##### Listed records
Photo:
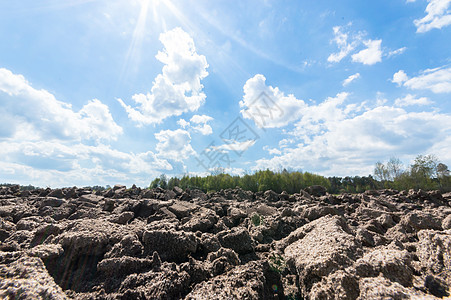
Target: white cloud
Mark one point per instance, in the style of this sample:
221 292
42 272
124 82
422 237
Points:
38 114
200 119
336 138
348 42
437 16
183 123
352 145
272 151
437 80
178 88
341 39
410 100
268 107
400 77
174 144
351 78
371 55
397 51
234 146
57 163
199 124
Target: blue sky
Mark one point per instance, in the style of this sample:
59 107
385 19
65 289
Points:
104 92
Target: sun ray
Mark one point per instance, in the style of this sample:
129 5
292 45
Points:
132 57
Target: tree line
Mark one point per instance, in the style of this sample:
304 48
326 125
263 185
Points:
426 173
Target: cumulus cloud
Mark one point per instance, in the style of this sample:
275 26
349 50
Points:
38 114
342 40
267 106
348 42
57 163
397 51
371 55
436 80
174 145
438 15
198 123
351 78
400 77
237 146
335 137
410 100
352 145
178 88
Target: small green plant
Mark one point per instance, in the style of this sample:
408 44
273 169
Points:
257 219
277 262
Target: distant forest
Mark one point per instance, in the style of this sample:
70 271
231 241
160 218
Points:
426 172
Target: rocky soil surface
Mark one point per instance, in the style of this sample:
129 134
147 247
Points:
184 244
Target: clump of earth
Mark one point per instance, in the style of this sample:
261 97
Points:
133 243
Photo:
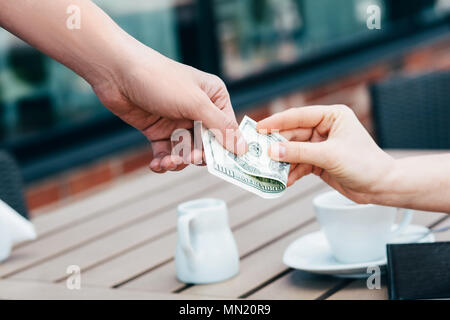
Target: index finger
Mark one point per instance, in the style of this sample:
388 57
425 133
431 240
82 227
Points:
304 117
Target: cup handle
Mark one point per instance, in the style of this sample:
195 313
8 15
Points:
184 234
404 223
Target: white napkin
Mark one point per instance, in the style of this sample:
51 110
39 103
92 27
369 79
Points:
13 229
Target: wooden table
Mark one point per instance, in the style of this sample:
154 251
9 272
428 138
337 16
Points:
123 238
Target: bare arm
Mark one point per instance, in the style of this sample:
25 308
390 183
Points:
151 92
419 183
330 142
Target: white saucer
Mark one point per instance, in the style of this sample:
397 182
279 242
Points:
312 253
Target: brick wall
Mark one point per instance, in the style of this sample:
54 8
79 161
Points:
351 90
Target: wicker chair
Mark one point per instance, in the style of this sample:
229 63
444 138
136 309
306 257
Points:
11 187
413 112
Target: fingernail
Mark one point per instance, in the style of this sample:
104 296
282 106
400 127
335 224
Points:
278 151
241 146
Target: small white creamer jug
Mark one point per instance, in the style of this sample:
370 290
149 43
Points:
206 250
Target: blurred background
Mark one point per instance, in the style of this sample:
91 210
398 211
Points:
273 54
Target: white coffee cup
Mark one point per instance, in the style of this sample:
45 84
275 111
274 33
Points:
357 233
206 250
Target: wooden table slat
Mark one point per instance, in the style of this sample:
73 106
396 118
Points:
29 290
117 243
249 237
291 285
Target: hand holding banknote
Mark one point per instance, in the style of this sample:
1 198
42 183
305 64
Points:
331 143
152 93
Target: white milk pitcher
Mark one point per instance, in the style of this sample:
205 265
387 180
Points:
206 250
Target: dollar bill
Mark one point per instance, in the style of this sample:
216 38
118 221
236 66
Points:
254 171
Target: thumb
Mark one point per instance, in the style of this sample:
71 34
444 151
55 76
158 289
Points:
301 152
225 128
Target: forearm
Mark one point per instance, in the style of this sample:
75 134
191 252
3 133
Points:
93 51
421 183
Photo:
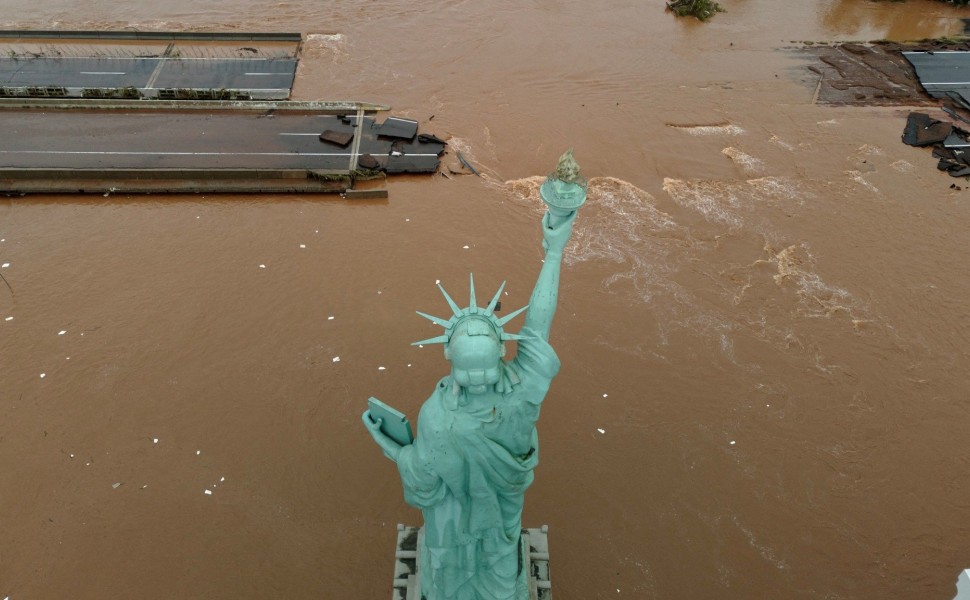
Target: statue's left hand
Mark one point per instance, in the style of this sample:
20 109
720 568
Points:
391 448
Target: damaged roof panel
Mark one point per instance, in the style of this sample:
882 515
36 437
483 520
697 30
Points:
943 74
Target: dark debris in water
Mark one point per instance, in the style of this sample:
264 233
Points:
700 9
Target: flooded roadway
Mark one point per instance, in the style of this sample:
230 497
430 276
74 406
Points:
764 309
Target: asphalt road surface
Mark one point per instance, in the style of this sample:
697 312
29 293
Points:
260 77
190 140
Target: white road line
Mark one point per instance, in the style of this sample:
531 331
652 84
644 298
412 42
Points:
146 153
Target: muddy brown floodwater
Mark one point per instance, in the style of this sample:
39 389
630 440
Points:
764 309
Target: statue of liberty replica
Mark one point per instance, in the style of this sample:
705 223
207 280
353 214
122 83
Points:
476 447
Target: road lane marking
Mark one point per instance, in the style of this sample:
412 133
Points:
148 153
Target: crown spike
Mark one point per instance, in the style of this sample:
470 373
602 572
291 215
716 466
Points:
435 320
441 339
491 305
451 303
472 301
501 322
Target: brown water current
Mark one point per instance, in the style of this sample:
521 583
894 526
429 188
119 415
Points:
763 320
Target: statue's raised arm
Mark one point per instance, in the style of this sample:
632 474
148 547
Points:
564 192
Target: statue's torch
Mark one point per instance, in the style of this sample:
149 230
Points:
563 191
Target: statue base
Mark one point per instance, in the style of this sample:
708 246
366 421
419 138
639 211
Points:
535 544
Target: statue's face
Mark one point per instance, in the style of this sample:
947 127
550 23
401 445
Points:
476 356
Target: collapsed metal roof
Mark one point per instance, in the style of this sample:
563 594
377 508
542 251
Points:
943 74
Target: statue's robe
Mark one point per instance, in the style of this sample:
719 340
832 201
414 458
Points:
468 470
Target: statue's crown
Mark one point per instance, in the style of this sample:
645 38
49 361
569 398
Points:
473 311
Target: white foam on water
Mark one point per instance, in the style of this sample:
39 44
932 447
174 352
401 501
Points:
748 163
859 178
902 166
714 129
726 202
318 45
817 298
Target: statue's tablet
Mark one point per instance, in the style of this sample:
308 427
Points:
395 425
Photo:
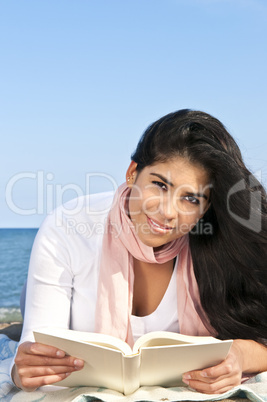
##########
Action item: Restate the listing above word for word. Leave the images out.

Task result:
Photo:
Target: white cloud
Mark one point per instance, in the style of this sample:
221 292
42 272
124 82
422 237
Points:
38 114
200 119
336 138
348 42
437 16
183 123
352 145
272 151
437 80
178 88
341 39
410 100
268 107
400 77
174 144
351 78
371 55
397 51
234 146
57 163
199 124
Target: blue sky
Mark one point per instance, in the style of this sample:
59 107
385 19
65 289
Points:
104 92
Target: sun ray
Mark one point per instance, in the style of this sample:
129 5
292 45
Points:
132 57
Target: tree line
Mark one point per instance, in the style of this sample:
304 48
326 125
263 185
Points:
426 173
Target: cumulus cloud
Mark one point per instance, in the style of this sample:
275 26
349 50
Points:
38 114
342 40
267 106
348 42
57 163
397 51
371 55
436 80
174 145
438 15
198 123
351 78
400 77
237 146
335 137
410 100
352 145
178 88
Target: small green plant
Mark one point per instance, in the style of this sample:
408 44
273 169
Points:
257 219
277 262
Target: distant forest
Mark one point per instance, in the style of this sample:
70 271
231 241
160 218
Points:
426 172
Target: rocky soil surface
Mark one point per instance, in the style of this sample:
129 134
147 247
Points:
184 244
Target: clump of earth
Mark one point per instance, in the style of this sample:
261 97
Points:
133 243
Photo:
Target: index finger
Mark one point per instance, in the style of this sample:
388 57
425 133
431 240
82 227
Points:
304 117
Target: cup handle
Mark one point per instance, in the style of this sample:
195 313
8 15
Points:
184 234
404 223
Target: white napkin
Mark one point per instance, in the style of this sample:
51 110
39 103
92 27
369 79
Points:
13 229
Target: wooden table
Mark one point per instance, in the style of this sample:
154 251
9 272
428 138
337 16
Points:
123 238
Target: bare arm
Mark one point per instance, in the style of this sample:
25 308
390 183
Points:
151 92
419 183
330 142
Target: white saucer
Mark one point per instance, in the style of this sample:
397 182
279 242
Points:
312 253
Target: brick wall
Mark one point per instance, in the style of this sample:
54 8
79 161
Points:
351 90
Target: wicker chair
Mark one point per instance, in the style of this sample:
229 63
444 138
136 309
306 257
Points:
11 187
413 112
Target: fingernail
Mark one point per instance, in the style of this sample:
104 296
282 106
400 127
335 224
Points:
278 151
241 146
Target: small white creamer jug
Mark one point per instance, in the style of this sample:
370 290
149 43
Points:
206 250
Target: blurred background
Mark one point per instance, in the style of this sample:
91 210
398 211
Points:
273 54
Target: white coffee cup
Mark one point per instance, in the style of this sample:
45 84
275 111
274 33
Points:
357 233
206 250
Target: wooden table slat
Mark one point per instance, in the style of this sample:
73 106
396 118
Points:
29 290
117 243
249 237
291 285
Target: hand holding banknote
Mark one point per instance, in the style of this sample:
1 198
42 183
305 64
Points:
331 143
152 93
Target: white milk pitcher
Mark one point per instance, in the style of this sample:
205 265
387 180
Points:
206 250
Target: dollar bill
Mark one point per instance, in the style of this sample:
216 38
118 221
236 66
Points:
254 171
Target: thumb
Mark one point per instance, in the style of this sample:
71 34
444 151
55 76
158 289
Points:
301 152
225 128
Target: forearm
Mark one point per instance, in the style of this sample:
75 134
191 252
3 133
Points:
93 51
421 183
Photo:
Target: statue's left hand
Mark one point per instance, in the style of this sample:
20 109
720 568
Points:
391 448
Target: damaged roof panel
Mark one point per instance, in the style of this sample:
882 515
36 437
483 520
697 30
Points:
943 74
Target: dark debris in water
Mark one point per instance, in the style of this sample:
264 233
Points:
700 9
Target: flooded roadway
Mark one point per instance, in the style of this sample:
230 497
430 276
74 406
Points:
764 309
Target: asphalt road surface
Mark one point per instance, in the style of this sample:
697 312
29 293
Points:
260 77
190 140
Target: white road line
Mark one point per instance, in the style of this sample:
531 331
652 84
644 298
412 42
Points:
146 153
Target: muddy brown floodwater
Mark one point per instance, in the style of this sample:
39 389
630 440
Points:
764 309
Target: statue of liberty replica
Mark one point per instance, in the style of this sample:
705 223
207 280
353 214
122 83
Points:
476 447
Target: road lane marking
Mark one point per instance, in the style of this sample:
412 133
Points:
148 153
Target: crown spike
Mark one point per instance, in the style of this sample:
470 373
602 572
291 215
716 466
Points:
435 320
441 339
491 305
451 303
472 301
501 322
Target: brown water current
Mark one point per instance, in the style of this sample:
521 583
894 526
429 188
119 415
Points:
763 320
Target: statue's raised arm
Mark one point per instance, in the style of this sample:
632 474
148 547
Points:
564 192
Target: statue's torch
Mark one point per instance, in the style of this sample:
149 230
Points:
563 191
Target: statue base
Mark one point per instance, in the style of this sample:
708 246
366 421
419 138
639 211
Points:
535 544
Target: statue's face
Mark one point per instance, in the style of this sample:
947 127
550 23
401 445
Points:
476 356
Target: collapsed metal roof
Mark one point per instance, in the style of this sample:
563 594
377 508
542 251
Points:
943 74
Target: statue's robe
Mark one point per instance, in the style of this sample:
719 340
832 201
414 458
Points:
468 470
Target: statue's crown
Mark one point per instance, in the style of this sample:
645 38
49 361
569 398
Points:
473 311
Target: white foam on water
Mark one point per instance, in the style of this sample:
39 44
932 447
174 352
401 501
Points:
748 163
859 178
902 166
714 129
726 202
318 45
817 298
Target: statue's tablet
Mark one point per instance, in the style of this sample:
308 427
Points:
395 425
Photo:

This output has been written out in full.